### Série d'exercices
- a) Dans l'extrait sur l'intermédiation financière, relevez tous les coûts que le texte présente comme réduits par le système financier ou par l'intermédiation financière.
- b) Réécrivez le passage de l'extrait sur l'intermédiation financière qui s'ouvre sur les mots contenant « Grâce aux économies » et se clôt sur « coût aux emprunteurs. », en remplaçant « épargnants » par « déposants ».

### Extrait choisi
—————
II. REVUE THEORIQUE DU LIEN ENTRE
DEVELOPPEMENT FINANCIER ET CROISSANCE ECONOMIQUE
Dans cette section, il s'agira de présenter les
théories de l'intermédiation financière dans un premier
point et ensuite montrer la contribution des théories de croissance
endogène à l'analyse du lien entre développement financier
et la croissance économique.
2.1.
Les théories de l'intermédiation et de la libéralisation
financière
2.1.1. La théorie
d'intermédiation financière
Les travaux de Schumpeter (1912) montraient
déjà le rôle essentiel des banquiers dans le ciblage et le
financement des entrepreneurs, ils encouragent de ce fait l'innovation
technologique l'accumulation du capital qui stimulent selon lui la croissance
économique à travaux l'accroissement des taux d'investissement,
l'allocation du capital aux projets les plus productifs et l'accroissement des
échanges. Pour arriver à ce but les intermédiaires
financiers assurent cinq fonctions principales énumérées
par Levine (1997, 2004) :
Ø Acquérir des informations sur les projets et
favoriser l'allocation des ressources aux projets les plus rentables
Lorsque le système financier est efficace, il stimule
la croissance en réduisant les coûts de transaction et en
s'assurant que le projet soit alloué aux projets les plus rentables.
Grâce aux économies d'échelle, l'intermédiation
financière réduit les coûts d'information du financement
externe et ce faisant, accroit le rendement implicite des placements tout en
réduisant les coûts d'emprunt. Dans la mesure où les agents
pris individuellement ne peuvent évaluer les entreprises dans lesquelles
ils désirent investir, ils seront par conséquent réticents
à investir. L'intermédiaire financier va se substituer à
chacun des épargnants afin d'évaluer les opportunités
d'investissement, réduisant ainsi le coût d'acquisition de
l'information tout en offrant une opportunité de placement rentable pour
les agents et un accès facile au crédit et à moindre
coût aux emprunteurs.
—————
### Données fournies
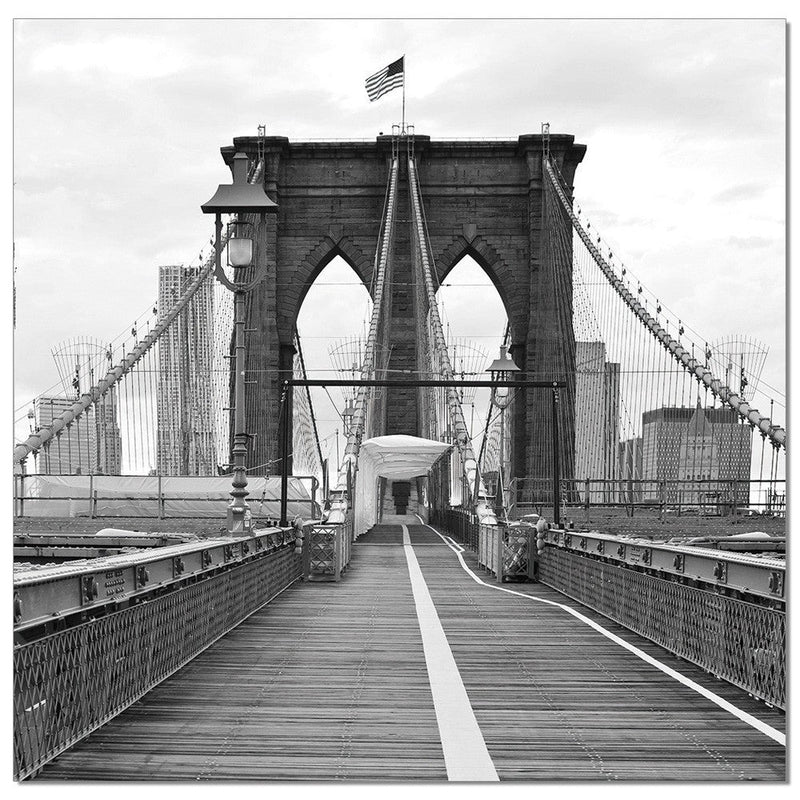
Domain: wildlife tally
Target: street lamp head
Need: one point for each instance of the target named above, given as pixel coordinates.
(240, 243)
(240, 197)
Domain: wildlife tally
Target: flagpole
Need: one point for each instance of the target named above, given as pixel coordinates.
(403, 121)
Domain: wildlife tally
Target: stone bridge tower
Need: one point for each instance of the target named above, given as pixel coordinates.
(482, 198)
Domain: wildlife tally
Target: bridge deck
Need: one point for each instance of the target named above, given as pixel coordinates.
(330, 681)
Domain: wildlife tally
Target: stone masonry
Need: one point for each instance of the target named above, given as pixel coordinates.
(482, 198)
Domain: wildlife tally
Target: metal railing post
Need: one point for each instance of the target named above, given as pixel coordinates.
(499, 554)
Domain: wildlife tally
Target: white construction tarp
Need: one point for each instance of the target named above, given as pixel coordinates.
(138, 496)
(397, 457)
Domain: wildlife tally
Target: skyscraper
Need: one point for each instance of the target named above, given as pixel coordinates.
(597, 393)
(92, 443)
(186, 411)
(696, 444)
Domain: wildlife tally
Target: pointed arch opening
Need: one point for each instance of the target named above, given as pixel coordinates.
(332, 319)
(475, 320)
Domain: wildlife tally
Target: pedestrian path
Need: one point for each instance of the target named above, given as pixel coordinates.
(409, 668)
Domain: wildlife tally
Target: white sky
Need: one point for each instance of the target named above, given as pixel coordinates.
(118, 123)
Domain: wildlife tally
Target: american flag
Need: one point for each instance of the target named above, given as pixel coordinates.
(385, 79)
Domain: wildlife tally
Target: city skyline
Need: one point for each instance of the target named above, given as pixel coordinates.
(739, 65)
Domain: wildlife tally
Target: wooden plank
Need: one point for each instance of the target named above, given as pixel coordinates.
(329, 682)
(557, 701)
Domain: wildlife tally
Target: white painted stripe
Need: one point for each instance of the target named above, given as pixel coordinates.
(749, 719)
(466, 757)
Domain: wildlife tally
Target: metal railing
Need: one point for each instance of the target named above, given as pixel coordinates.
(501, 550)
(69, 683)
(153, 501)
(740, 642)
(329, 547)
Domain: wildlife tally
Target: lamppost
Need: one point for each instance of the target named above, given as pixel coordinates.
(502, 369)
(239, 198)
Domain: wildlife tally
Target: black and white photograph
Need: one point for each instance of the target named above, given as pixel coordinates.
(399, 397)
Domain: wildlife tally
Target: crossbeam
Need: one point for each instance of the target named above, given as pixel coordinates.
(552, 385)
(454, 383)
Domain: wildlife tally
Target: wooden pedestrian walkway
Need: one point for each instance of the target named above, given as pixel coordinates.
(365, 678)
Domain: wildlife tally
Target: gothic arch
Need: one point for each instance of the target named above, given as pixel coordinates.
(513, 296)
(300, 278)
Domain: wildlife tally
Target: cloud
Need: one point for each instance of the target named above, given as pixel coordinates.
(117, 55)
(742, 191)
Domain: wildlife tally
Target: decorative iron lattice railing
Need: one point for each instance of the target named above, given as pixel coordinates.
(493, 544)
(329, 547)
(70, 683)
(742, 643)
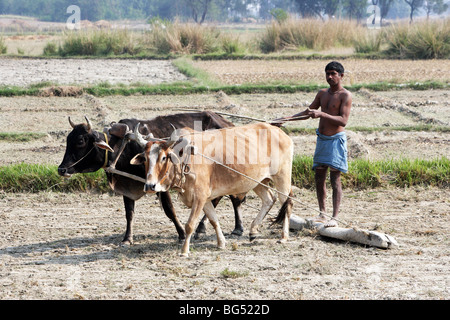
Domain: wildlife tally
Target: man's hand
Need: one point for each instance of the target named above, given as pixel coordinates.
(279, 122)
(313, 113)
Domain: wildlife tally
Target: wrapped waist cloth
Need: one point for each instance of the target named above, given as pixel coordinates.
(331, 151)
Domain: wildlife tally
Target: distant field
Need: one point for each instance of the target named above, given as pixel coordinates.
(312, 71)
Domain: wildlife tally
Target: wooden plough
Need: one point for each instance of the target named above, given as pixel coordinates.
(366, 237)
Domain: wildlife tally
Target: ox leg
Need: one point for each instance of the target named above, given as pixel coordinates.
(201, 228)
(238, 226)
(283, 185)
(166, 203)
(268, 200)
(197, 207)
(210, 212)
(129, 213)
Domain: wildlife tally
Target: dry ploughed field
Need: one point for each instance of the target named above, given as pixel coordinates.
(67, 245)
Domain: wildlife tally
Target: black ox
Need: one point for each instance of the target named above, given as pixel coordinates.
(86, 151)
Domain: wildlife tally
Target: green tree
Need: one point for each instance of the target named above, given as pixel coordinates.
(199, 9)
(355, 9)
(414, 5)
(435, 6)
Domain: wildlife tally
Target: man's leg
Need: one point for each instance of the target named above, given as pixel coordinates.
(335, 178)
(321, 190)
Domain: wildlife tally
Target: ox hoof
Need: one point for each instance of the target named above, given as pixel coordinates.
(199, 235)
(126, 243)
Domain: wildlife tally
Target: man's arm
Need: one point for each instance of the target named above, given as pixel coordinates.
(307, 112)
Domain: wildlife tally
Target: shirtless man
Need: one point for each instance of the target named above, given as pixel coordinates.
(331, 149)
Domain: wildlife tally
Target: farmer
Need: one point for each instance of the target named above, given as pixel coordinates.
(331, 148)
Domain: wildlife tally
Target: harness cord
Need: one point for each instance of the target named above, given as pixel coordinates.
(269, 187)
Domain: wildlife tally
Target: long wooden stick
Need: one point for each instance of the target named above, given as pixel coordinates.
(247, 117)
(370, 238)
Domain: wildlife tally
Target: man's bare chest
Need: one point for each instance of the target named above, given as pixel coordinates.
(330, 104)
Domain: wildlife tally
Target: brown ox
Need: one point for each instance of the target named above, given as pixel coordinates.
(259, 151)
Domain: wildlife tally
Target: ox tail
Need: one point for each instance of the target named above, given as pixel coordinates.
(285, 209)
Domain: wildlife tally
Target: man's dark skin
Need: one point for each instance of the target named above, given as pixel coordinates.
(335, 104)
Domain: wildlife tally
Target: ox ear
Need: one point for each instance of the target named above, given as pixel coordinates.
(138, 159)
(173, 157)
(103, 145)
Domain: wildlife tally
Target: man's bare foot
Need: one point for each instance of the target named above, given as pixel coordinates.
(331, 223)
(320, 219)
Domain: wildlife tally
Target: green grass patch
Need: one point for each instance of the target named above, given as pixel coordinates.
(202, 77)
(366, 174)
(362, 174)
(21, 136)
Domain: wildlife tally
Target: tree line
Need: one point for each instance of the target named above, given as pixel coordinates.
(218, 10)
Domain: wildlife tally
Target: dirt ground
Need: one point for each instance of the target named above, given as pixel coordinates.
(301, 71)
(67, 246)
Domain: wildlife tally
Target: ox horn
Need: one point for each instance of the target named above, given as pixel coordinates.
(138, 136)
(71, 123)
(173, 137)
(89, 127)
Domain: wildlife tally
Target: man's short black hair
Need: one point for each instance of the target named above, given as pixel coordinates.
(336, 66)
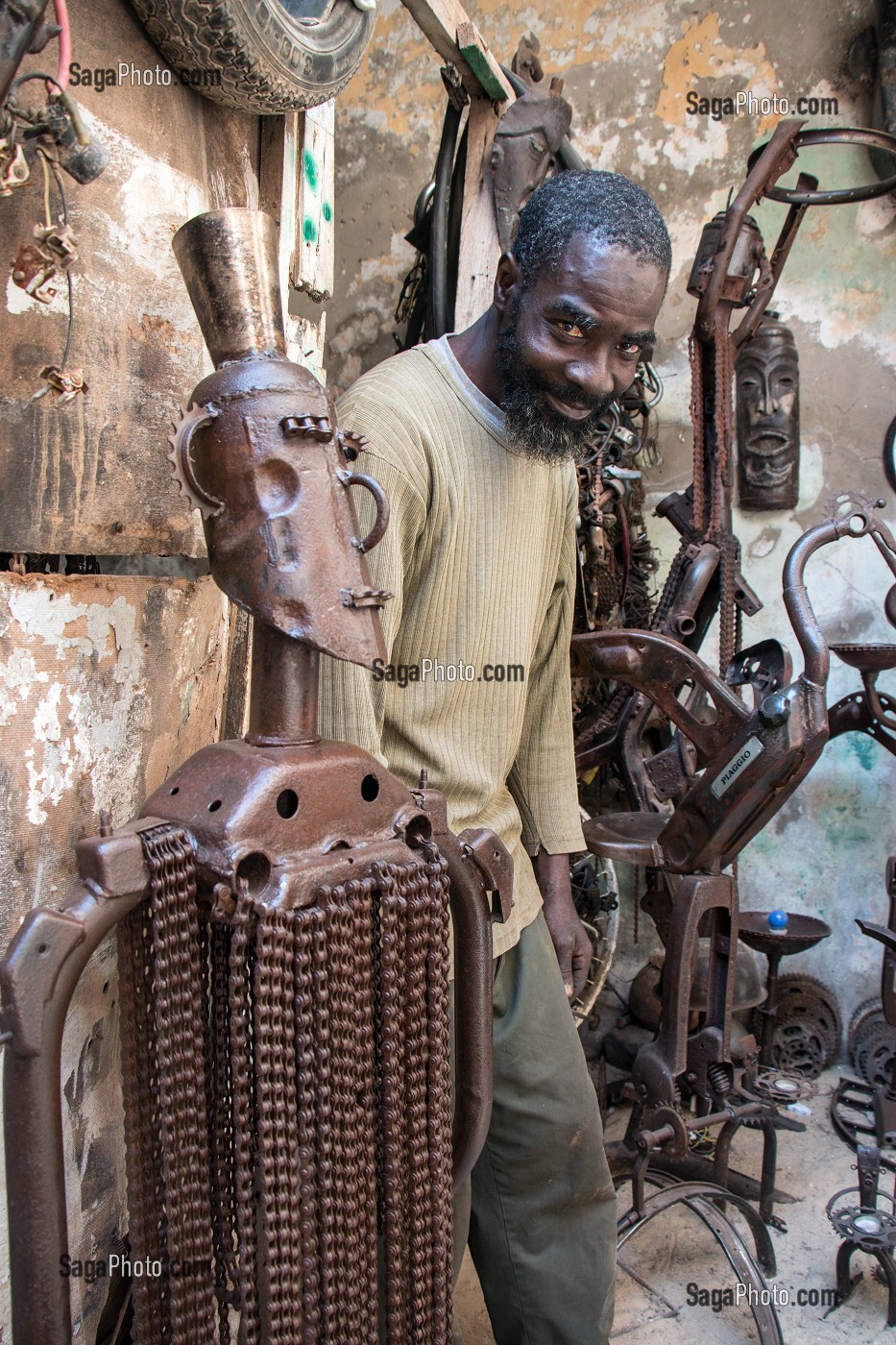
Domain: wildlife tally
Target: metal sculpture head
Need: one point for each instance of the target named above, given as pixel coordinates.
(527, 137)
(260, 456)
(767, 379)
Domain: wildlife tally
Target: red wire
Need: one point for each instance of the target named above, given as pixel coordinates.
(64, 43)
(626, 541)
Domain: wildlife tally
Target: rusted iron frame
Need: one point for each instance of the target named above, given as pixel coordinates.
(702, 1199)
(50, 951)
(19, 26)
(653, 665)
(37, 977)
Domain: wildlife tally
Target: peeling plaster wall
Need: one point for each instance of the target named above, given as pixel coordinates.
(627, 67)
(107, 683)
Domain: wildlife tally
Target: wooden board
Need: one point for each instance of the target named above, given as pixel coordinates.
(91, 477)
(440, 20)
(479, 245)
(312, 268)
(280, 175)
(107, 685)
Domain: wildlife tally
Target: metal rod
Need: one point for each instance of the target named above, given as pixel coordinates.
(282, 698)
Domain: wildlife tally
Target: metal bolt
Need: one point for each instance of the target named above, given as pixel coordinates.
(774, 709)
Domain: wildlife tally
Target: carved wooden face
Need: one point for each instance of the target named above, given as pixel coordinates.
(767, 380)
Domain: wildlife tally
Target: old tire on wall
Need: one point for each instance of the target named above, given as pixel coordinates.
(255, 54)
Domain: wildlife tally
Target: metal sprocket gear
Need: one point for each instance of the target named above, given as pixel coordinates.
(182, 464)
(875, 1053)
(866, 1011)
(808, 1026)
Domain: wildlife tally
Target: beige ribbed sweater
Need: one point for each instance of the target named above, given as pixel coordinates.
(480, 557)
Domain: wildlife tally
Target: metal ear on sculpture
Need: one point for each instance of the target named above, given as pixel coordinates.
(182, 464)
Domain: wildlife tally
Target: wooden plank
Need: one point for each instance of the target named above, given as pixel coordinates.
(479, 245)
(315, 252)
(281, 141)
(440, 20)
(109, 682)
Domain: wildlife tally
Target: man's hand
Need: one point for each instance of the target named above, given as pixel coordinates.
(567, 931)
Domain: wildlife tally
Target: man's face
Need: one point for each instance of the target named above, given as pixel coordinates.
(570, 343)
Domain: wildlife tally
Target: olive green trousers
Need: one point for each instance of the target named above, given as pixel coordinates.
(539, 1210)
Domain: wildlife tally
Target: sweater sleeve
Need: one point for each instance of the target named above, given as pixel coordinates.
(351, 701)
(543, 779)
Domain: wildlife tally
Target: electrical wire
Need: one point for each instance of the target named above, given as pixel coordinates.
(64, 44)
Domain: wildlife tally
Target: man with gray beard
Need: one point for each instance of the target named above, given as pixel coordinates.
(473, 437)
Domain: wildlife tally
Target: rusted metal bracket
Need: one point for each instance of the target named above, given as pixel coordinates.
(37, 978)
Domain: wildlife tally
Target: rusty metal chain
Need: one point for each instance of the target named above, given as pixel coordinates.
(280, 1254)
(221, 1129)
(439, 1091)
(288, 1089)
(163, 1055)
(180, 1028)
(140, 1091)
(307, 931)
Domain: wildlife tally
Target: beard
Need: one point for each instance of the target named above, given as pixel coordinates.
(534, 428)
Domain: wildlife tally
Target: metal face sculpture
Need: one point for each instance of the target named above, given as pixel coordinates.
(281, 907)
(767, 380)
(527, 137)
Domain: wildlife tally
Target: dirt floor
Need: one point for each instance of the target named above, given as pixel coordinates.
(661, 1260)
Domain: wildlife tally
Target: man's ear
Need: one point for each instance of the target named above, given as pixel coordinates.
(507, 281)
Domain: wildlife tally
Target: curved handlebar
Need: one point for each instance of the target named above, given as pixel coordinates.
(859, 522)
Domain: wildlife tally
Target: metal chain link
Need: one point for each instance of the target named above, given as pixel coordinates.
(288, 1072)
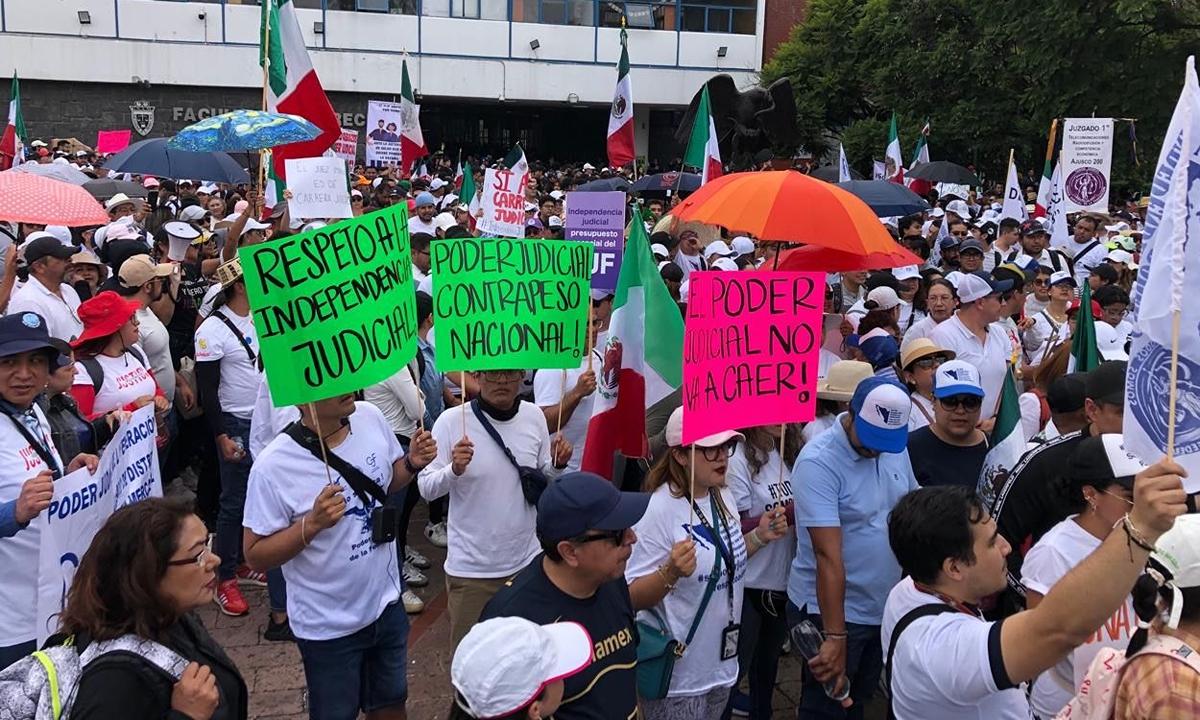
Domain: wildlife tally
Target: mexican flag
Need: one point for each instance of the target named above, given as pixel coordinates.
(12, 143)
(703, 151)
(412, 139)
(1085, 355)
(1007, 443)
(642, 358)
(894, 160)
(293, 87)
(621, 119)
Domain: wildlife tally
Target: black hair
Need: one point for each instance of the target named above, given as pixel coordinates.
(934, 523)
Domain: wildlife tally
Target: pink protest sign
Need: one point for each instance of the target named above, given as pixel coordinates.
(750, 351)
(112, 141)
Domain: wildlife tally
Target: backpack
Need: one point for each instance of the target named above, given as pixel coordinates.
(1097, 694)
(42, 685)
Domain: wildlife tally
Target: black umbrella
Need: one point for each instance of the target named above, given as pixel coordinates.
(942, 171)
(831, 174)
(886, 198)
(677, 183)
(154, 157)
(605, 185)
(106, 187)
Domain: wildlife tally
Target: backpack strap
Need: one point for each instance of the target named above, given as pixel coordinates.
(921, 611)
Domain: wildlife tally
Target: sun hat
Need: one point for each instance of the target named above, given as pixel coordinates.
(841, 379)
(504, 664)
(105, 315)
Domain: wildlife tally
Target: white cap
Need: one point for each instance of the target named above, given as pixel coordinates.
(504, 664)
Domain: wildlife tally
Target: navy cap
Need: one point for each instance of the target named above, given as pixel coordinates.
(581, 502)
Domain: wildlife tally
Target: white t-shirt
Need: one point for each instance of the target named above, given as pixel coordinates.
(491, 528)
(1056, 553)
(547, 391)
(755, 495)
(18, 553)
(239, 376)
(669, 520)
(125, 381)
(947, 666)
(342, 581)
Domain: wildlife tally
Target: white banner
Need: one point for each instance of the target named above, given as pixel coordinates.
(319, 187)
(503, 204)
(1086, 163)
(383, 139)
(127, 473)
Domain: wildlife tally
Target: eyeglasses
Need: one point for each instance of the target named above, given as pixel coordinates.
(199, 559)
(967, 402)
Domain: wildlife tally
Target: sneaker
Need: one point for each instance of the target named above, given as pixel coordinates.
(251, 577)
(228, 598)
(413, 604)
(277, 631)
(413, 557)
(414, 577)
(436, 533)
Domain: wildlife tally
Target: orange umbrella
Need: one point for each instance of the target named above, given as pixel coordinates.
(789, 207)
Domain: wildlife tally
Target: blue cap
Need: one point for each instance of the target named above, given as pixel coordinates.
(581, 502)
(881, 411)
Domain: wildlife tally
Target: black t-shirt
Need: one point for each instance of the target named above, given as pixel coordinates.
(606, 689)
(936, 462)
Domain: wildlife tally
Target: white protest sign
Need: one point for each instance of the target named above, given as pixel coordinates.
(1086, 163)
(318, 187)
(503, 203)
(127, 473)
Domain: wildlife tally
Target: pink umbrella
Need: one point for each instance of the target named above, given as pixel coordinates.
(41, 201)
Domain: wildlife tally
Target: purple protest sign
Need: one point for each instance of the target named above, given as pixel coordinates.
(599, 219)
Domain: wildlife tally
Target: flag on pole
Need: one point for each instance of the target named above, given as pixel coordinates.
(412, 141)
(703, 151)
(1168, 251)
(621, 119)
(1085, 354)
(292, 88)
(1007, 443)
(642, 358)
(894, 160)
(12, 143)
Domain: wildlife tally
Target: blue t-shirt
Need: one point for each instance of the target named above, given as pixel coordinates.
(834, 486)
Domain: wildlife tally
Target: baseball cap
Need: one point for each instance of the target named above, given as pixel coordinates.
(1107, 383)
(581, 502)
(673, 433)
(881, 411)
(504, 664)
(141, 269)
(957, 377)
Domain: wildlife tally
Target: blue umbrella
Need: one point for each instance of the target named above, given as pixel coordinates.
(886, 198)
(154, 157)
(243, 131)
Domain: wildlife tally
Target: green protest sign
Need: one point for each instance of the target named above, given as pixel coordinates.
(502, 304)
(335, 309)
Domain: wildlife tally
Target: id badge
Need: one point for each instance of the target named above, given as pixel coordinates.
(730, 641)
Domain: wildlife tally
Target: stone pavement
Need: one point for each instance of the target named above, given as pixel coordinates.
(276, 682)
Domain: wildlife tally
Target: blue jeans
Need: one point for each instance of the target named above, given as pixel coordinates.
(864, 664)
(364, 671)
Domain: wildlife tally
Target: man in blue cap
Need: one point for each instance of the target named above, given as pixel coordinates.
(585, 528)
(845, 483)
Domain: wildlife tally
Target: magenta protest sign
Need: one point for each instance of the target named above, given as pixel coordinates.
(750, 351)
(599, 219)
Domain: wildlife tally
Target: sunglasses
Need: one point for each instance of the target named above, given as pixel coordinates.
(967, 402)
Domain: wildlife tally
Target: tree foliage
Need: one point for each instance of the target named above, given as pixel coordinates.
(989, 76)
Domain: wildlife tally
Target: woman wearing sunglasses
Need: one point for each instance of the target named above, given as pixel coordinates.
(147, 570)
(688, 569)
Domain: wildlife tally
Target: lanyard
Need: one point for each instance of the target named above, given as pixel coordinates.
(723, 553)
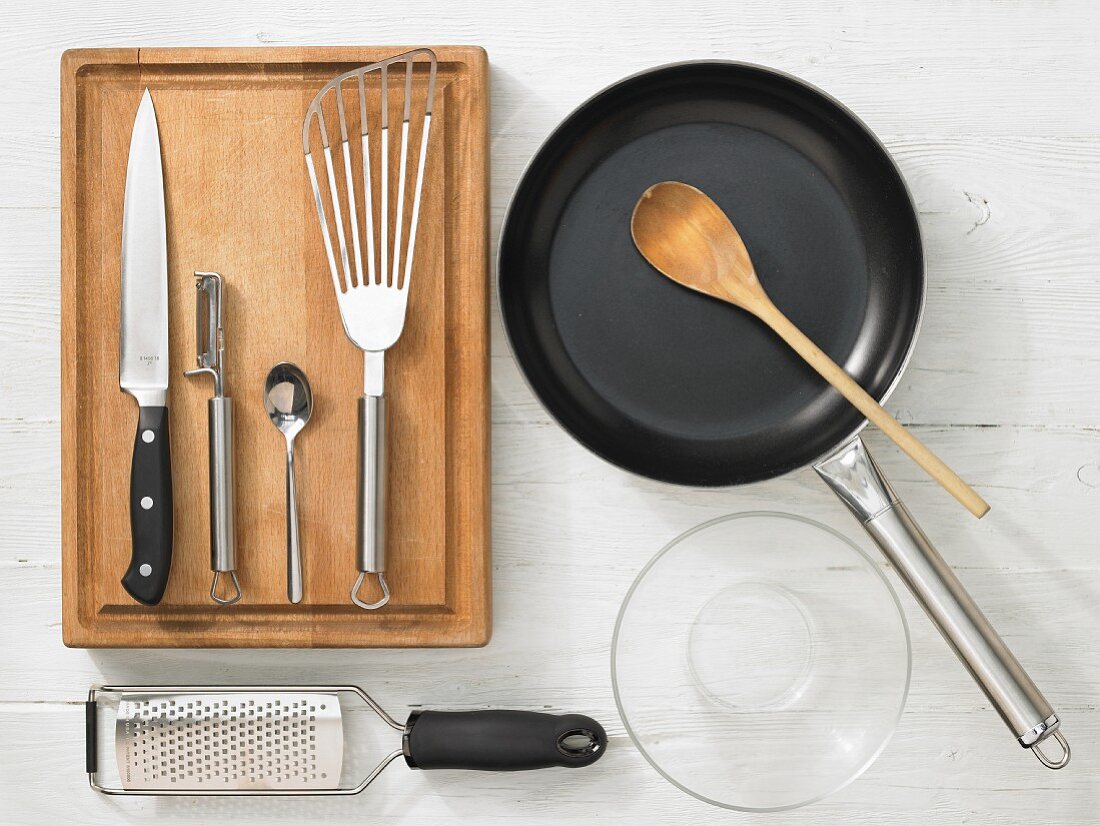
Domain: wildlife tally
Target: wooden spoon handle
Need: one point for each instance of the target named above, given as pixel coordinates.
(836, 376)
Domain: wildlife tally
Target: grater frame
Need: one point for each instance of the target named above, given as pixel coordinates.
(91, 707)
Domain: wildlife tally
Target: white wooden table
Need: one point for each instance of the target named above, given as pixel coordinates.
(991, 110)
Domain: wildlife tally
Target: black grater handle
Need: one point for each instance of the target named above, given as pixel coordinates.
(501, 740)
(90, 741)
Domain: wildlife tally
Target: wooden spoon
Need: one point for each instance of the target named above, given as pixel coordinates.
(688, 238)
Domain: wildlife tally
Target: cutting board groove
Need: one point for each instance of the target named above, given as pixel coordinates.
(239, 202)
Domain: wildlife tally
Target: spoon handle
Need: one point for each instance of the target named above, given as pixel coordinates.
(294, 588)
(836, 376)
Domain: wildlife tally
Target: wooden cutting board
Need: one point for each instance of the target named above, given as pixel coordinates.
(239, 202)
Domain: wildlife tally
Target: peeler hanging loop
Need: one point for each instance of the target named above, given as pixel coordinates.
(213, 588)
(359, 584)
(1063, 761)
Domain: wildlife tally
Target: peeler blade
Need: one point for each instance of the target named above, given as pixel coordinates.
(230, 741)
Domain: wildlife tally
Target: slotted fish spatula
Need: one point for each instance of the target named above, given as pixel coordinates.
(372, 278)
(283, 739)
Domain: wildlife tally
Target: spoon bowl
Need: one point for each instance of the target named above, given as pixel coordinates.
(288, 398)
—————
### Corrigés détaillés
- a)
- les coûts de transaction
- les coûts d'information du financement externe
- les coûts d'emprunt
- le coût d'acquisition de l'information

- b)
Grâce aux économies d'échelle, l'intermédiation
financière réduit les coûts d'information du financement
externe et ce faisant, accroit le rendement implicite des placements tout en
réduisant les coûts d'emprunt. Dans la mesure où les agents
pris individuellement ne peuvent évaluer les entreprises dans lesquelles
ils désirent investir, ils seront par conséquent réticents
à investir. L'intermédiaire financier va se substituer à
chacun des déposants afin d'évaluer les opportunités
d'investissement, réduisant ainsi le coût d'acquisition de
l'information tout en offrant une opportunité de placement rentable pour
les agents et un accès facile au crédit et à moindre
coût aux emprunteurs.